__Aim of the task__: Pick out each line of the records below that includes the word "dark", and copy those lines.

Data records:
-----

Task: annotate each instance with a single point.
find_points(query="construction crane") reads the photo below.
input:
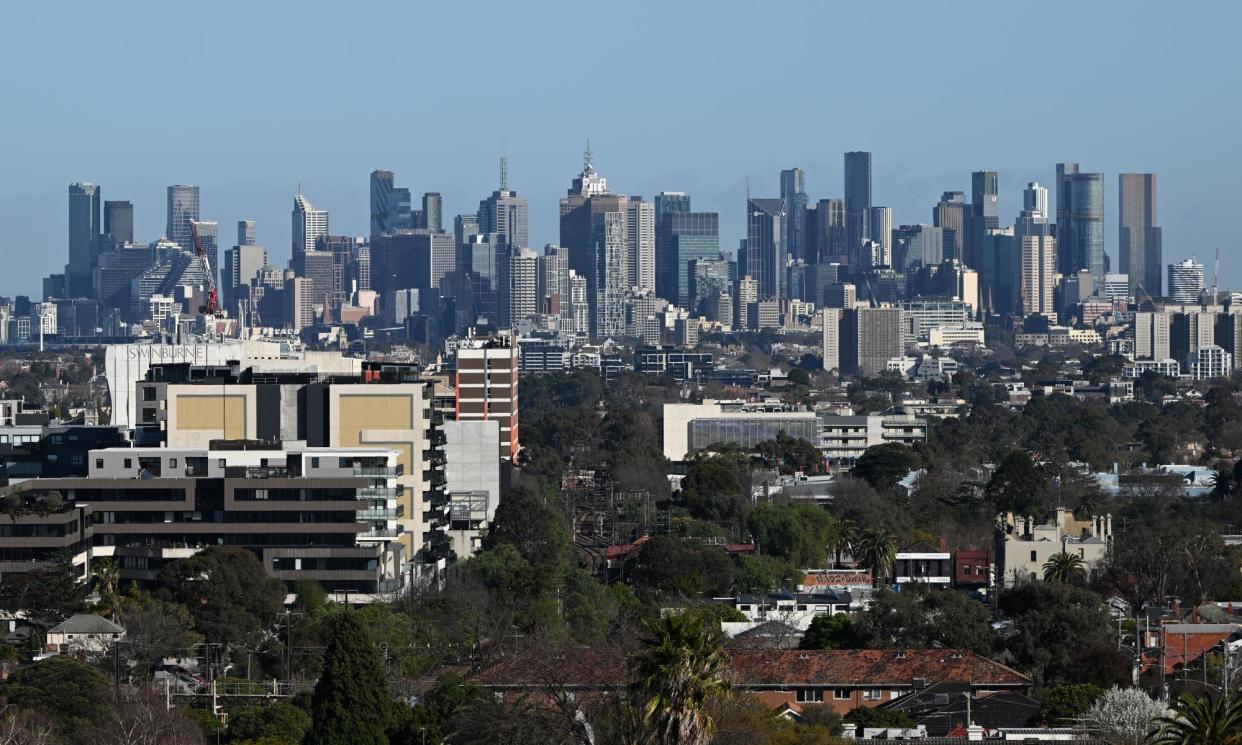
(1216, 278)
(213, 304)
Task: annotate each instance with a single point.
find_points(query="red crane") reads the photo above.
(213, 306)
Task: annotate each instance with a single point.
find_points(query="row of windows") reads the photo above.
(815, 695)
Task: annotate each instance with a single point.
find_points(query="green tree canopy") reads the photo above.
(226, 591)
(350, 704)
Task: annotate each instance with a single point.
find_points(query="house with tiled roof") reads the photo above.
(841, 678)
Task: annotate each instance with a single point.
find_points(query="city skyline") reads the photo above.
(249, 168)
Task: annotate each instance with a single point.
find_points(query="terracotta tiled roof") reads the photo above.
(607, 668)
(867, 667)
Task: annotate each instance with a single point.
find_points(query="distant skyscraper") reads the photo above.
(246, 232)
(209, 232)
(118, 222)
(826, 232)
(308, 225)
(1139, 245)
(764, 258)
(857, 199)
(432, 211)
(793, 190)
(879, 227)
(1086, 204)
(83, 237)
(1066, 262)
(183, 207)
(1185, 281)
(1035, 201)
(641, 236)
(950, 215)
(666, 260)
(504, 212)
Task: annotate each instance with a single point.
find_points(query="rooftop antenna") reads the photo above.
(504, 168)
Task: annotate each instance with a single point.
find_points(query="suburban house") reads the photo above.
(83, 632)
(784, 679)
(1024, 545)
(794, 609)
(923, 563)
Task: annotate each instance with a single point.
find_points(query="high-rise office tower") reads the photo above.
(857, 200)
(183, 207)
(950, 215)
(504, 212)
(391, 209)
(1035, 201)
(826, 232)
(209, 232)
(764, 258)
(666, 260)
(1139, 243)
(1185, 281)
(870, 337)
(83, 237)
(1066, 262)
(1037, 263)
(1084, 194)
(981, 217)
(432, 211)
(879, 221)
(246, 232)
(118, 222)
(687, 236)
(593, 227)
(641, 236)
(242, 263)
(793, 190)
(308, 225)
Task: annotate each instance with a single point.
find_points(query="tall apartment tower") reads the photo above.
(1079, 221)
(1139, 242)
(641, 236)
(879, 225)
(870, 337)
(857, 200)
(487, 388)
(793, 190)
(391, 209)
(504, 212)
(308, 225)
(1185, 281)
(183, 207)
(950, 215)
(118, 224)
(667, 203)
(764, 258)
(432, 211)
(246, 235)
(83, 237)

-----

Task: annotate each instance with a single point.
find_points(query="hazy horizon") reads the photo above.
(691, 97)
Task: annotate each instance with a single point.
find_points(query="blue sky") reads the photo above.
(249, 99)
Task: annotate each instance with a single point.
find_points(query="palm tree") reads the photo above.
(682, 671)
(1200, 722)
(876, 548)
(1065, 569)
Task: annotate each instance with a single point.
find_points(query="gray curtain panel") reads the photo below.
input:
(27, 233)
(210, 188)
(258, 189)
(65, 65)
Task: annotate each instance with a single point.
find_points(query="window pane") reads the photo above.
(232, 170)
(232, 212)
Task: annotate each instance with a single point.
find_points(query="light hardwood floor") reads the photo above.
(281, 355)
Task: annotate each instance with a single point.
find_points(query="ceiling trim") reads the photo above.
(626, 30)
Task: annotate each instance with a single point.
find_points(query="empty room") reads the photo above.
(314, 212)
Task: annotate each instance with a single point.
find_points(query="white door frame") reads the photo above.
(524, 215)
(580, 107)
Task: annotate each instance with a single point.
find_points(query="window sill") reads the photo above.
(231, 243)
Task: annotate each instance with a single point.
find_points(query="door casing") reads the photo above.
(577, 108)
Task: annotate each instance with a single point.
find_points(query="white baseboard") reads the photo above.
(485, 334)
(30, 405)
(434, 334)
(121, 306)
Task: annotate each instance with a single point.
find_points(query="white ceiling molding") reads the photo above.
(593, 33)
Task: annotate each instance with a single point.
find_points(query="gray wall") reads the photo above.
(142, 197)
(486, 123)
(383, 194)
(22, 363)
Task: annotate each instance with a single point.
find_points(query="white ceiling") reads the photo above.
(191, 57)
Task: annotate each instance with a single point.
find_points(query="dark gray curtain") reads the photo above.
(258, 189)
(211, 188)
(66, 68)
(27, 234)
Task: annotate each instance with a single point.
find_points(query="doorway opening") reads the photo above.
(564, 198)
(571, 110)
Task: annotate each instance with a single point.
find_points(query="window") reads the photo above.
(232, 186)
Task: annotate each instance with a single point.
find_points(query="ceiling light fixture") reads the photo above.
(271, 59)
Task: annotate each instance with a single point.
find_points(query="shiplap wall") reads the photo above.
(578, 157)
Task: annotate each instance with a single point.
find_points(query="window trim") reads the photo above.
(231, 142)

-----

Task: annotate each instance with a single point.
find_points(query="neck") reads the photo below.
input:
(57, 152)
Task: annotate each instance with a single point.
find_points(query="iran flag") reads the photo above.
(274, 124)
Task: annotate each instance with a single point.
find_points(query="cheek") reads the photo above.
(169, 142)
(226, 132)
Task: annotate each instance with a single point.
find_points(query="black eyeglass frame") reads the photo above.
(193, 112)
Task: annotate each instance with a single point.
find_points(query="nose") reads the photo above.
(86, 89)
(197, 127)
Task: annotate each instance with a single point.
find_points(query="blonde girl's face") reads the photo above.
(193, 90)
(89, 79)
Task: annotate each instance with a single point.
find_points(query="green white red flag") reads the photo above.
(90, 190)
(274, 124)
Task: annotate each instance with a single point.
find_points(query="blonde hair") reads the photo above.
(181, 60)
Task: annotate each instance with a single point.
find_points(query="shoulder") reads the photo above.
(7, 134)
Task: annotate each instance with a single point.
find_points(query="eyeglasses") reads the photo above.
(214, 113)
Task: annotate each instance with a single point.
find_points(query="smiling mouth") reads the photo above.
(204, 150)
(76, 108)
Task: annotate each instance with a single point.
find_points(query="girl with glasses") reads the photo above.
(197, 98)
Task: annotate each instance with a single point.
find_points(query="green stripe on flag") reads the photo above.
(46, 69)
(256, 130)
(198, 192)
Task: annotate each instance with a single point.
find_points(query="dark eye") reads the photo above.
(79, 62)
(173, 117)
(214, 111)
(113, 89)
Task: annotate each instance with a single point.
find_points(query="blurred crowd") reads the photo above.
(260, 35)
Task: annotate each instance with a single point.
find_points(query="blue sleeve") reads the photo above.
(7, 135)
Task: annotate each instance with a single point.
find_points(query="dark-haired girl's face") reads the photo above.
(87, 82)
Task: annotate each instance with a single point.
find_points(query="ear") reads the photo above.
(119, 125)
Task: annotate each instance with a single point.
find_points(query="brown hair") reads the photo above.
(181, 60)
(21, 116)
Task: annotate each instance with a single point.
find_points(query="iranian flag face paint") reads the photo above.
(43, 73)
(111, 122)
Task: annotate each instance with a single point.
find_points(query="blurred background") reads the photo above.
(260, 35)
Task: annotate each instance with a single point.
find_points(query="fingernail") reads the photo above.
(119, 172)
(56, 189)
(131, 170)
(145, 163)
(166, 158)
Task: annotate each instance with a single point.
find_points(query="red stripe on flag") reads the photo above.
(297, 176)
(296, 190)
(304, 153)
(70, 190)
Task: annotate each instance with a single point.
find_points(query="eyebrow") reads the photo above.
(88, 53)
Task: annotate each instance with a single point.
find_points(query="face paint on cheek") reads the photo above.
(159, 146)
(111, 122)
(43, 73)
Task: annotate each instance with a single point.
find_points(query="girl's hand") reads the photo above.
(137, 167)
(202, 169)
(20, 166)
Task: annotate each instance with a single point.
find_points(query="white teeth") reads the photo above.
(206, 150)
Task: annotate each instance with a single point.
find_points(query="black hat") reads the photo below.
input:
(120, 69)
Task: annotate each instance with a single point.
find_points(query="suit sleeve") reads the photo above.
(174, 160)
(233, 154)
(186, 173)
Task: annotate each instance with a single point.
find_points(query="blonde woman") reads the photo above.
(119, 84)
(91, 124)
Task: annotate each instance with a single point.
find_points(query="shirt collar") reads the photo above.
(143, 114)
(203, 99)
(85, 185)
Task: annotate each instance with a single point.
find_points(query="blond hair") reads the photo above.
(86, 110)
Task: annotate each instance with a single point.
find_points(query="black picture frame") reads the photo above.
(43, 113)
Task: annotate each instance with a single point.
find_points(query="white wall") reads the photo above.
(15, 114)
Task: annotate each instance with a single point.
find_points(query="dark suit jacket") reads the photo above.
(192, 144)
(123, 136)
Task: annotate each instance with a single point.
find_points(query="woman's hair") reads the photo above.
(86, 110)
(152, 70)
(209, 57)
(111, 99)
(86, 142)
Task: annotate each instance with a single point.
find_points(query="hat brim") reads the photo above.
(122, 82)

-----

__Task response__:
find_points(query="dark gray curtain") reads the photo above.
find_points(query="dark eye") reads the photo above.
find_points(query="dark-haired girl's face") reads the photo above.
find_points(query="dark suit jacket") reads the photo above.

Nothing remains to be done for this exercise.